GIVEN REQUEST -> Please list every line in the entries below that contains the word "Query", copying each line in full.

Rows from a box labeling dataset

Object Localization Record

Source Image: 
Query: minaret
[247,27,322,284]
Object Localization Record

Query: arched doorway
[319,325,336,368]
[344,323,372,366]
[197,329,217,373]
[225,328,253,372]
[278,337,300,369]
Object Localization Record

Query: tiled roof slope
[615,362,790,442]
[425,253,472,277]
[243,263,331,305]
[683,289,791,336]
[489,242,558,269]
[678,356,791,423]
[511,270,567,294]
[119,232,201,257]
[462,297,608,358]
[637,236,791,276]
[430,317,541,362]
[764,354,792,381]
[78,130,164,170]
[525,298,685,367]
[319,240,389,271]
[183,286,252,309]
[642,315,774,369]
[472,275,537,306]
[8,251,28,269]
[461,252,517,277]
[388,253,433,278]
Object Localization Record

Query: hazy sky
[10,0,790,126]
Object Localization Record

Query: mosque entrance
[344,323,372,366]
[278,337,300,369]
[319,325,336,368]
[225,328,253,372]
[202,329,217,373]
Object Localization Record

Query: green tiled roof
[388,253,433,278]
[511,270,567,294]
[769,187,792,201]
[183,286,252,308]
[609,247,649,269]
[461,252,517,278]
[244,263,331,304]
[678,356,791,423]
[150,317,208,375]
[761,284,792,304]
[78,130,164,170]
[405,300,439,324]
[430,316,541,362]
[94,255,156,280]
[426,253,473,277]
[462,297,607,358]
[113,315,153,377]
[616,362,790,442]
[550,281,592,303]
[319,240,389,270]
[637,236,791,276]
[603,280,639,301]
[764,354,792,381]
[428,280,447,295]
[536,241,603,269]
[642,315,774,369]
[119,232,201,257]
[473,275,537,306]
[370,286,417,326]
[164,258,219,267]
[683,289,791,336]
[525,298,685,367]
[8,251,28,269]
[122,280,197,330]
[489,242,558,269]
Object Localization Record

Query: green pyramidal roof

SOLUTION TO THE EXERCISE ->
Query: minaret
Query: arched doorway
Query: tiled roof slope
Query: hazy sky
Query: mosque entrance
Query: green tiled roof
Query: green pyramidal roof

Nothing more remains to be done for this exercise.